THE PROBLEM:
Output the part of the items below that opens with the line containing "target: **spoon bowl**" and closes with the line containing "M 309 259 L", both included, as a JSON list of strings with one string per line and blank lines left out.
───
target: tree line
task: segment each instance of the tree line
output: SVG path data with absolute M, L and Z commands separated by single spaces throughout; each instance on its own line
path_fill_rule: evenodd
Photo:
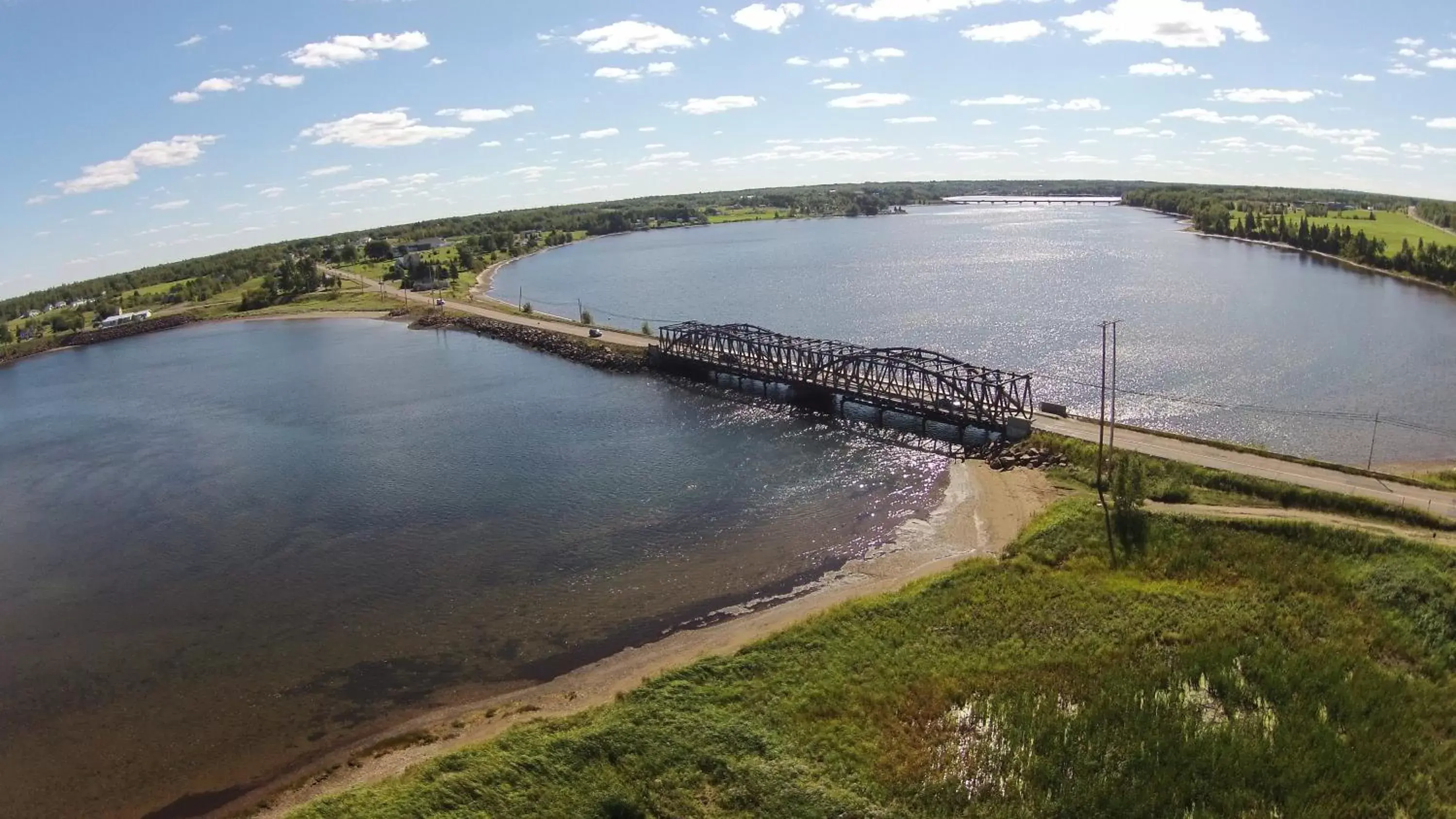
───
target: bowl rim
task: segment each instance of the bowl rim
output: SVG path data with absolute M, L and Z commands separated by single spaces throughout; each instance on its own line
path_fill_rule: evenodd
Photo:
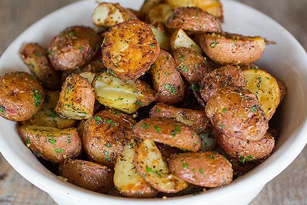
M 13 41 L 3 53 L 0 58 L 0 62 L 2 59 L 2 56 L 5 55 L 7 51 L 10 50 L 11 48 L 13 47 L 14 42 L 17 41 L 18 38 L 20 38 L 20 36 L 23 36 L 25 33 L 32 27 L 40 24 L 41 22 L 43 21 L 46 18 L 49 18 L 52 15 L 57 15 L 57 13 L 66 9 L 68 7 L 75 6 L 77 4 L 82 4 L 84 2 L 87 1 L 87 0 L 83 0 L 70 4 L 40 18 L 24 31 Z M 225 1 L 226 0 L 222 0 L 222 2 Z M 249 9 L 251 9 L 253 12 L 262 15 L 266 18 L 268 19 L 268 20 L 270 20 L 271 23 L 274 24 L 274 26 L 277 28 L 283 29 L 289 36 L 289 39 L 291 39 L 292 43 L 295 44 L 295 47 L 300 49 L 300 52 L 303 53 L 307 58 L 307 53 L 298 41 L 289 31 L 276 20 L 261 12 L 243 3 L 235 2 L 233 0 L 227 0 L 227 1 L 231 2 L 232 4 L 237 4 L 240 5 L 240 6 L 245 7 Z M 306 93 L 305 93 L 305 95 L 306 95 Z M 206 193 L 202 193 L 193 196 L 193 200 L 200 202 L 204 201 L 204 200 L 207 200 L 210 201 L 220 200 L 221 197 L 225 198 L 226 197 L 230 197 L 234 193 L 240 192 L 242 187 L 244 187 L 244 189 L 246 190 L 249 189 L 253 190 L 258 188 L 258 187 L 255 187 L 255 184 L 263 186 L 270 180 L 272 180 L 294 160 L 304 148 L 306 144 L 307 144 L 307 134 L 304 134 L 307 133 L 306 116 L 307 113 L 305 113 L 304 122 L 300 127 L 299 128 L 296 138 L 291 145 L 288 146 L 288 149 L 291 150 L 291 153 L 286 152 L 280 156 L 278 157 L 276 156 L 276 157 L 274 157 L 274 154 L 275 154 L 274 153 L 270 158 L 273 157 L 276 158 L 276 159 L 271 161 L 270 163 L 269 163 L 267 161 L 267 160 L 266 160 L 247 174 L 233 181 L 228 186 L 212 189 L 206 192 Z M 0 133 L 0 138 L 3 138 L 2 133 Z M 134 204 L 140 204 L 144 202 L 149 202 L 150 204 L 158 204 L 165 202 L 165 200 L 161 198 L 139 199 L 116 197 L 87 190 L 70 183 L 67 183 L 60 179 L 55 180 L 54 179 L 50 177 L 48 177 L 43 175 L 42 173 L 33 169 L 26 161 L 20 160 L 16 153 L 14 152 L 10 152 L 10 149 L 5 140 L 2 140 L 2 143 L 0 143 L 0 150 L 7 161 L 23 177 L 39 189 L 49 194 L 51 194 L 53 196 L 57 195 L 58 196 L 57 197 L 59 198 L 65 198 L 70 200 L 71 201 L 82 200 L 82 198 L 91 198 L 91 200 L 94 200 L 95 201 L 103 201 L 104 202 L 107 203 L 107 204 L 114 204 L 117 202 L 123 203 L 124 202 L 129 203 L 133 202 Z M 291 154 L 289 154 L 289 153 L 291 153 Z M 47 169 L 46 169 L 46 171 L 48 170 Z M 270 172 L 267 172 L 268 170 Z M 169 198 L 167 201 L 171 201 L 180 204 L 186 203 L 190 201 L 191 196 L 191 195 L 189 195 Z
───
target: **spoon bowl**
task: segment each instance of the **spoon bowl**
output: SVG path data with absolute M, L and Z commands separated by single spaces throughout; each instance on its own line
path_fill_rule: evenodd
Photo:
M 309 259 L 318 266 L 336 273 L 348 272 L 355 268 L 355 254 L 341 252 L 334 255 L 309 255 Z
───
OUTPUT OF THE TASK:
[
  "target: **spoon bowl**",
  "task: segment each instance of the **spoon bowl**",
  "output: SVG path data with absolute M, L and Z commands separated by single spaces throughout; each instance on its own line",
  "path_fill_rule: evenodd",
  "Photo:",
  "M 309 259 L 318 266 L 336 273 L 348 272 L 355 268 L 355 254 L 341 252 L 334 255 L 309 255 Z"
]